(SOURCE INFORMATION)

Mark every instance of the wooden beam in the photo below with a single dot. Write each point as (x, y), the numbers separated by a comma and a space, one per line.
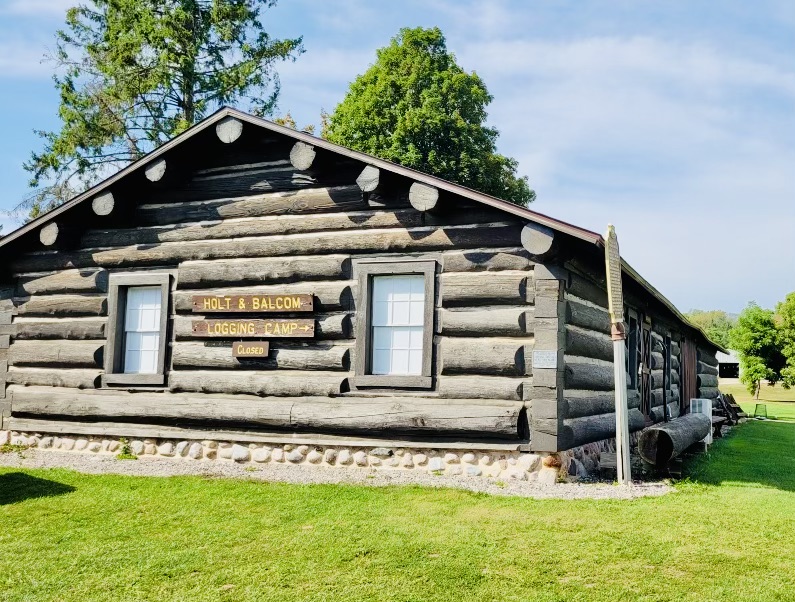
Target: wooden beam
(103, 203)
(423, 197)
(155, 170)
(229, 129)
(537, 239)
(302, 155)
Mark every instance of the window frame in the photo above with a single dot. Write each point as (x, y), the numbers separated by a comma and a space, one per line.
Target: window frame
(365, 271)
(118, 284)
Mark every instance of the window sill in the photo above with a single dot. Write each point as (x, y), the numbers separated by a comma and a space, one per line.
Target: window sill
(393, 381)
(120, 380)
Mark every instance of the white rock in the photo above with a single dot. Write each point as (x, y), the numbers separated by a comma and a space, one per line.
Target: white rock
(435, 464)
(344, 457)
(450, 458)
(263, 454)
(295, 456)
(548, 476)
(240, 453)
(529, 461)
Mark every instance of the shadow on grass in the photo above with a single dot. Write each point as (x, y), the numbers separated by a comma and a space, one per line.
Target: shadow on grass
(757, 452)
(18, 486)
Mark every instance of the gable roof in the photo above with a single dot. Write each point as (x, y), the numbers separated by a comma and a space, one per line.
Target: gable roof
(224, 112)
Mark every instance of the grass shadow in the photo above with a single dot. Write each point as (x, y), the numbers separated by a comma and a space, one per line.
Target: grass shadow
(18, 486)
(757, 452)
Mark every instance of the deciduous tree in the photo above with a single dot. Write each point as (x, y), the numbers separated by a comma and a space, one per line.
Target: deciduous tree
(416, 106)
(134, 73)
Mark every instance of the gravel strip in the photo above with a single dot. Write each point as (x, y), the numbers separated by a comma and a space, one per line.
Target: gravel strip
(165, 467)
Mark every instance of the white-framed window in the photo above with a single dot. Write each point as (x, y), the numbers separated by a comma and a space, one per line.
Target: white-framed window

(End SOURCE INFORMATION)
(SOURCE INFORMATION)

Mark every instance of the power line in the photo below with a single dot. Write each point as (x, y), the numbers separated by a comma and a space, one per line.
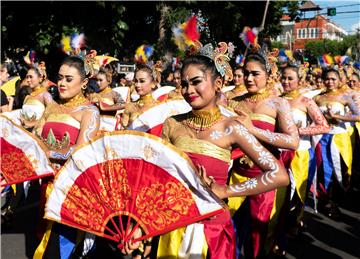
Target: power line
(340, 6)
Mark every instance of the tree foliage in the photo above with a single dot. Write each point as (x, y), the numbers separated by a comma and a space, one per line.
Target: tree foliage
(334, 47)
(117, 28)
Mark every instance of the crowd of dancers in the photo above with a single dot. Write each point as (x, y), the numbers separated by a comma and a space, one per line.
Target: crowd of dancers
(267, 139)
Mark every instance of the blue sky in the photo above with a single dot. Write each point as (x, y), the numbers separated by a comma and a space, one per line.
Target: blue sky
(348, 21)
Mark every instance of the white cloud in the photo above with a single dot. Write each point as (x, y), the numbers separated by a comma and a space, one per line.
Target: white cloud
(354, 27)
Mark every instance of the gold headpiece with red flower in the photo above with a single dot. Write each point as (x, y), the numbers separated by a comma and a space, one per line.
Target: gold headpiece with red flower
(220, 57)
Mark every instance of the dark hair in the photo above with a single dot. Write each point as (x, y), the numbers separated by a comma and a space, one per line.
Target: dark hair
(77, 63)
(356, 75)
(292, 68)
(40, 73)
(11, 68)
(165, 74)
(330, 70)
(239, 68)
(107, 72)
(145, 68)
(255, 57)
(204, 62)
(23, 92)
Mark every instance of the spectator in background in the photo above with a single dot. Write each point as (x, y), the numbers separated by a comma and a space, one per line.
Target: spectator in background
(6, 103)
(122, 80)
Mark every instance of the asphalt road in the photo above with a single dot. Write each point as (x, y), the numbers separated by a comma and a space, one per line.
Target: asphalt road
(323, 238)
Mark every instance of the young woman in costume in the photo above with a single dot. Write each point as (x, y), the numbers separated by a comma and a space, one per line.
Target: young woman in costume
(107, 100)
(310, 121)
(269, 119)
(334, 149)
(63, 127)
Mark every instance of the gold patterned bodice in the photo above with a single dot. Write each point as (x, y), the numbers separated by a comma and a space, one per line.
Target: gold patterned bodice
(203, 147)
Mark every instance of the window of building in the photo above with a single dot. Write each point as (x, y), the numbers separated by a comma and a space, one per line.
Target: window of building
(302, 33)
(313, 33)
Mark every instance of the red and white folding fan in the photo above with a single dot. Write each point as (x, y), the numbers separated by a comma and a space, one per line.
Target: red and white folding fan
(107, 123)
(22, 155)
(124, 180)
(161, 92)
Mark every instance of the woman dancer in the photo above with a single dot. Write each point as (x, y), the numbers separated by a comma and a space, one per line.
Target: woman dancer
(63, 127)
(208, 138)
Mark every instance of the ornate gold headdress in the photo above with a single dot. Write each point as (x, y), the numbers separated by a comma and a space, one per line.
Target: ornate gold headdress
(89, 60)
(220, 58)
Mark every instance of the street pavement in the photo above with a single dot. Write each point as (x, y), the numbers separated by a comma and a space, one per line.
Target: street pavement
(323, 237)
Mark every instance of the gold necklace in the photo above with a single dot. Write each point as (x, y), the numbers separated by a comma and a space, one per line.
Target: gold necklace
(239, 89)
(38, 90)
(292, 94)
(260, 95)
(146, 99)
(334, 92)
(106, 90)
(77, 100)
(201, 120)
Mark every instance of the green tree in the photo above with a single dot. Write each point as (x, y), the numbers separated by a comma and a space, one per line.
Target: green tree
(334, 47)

(End SOURCE INFORMATION)

THE TASK: In the entries above, please find the line with "Target: gravel strip" and the line with "Target: white-framed window", then write out exactly those two lines and every line between them, and nothing more.

WRITTEN SOLUTION:
Target: gravel strip
(165, 467)
Mark every instance of the white-framed window in the photo above with a single dot. Write each point as (x, y), the numbers separated by a comma and a space, one per line.
Target: white-framed window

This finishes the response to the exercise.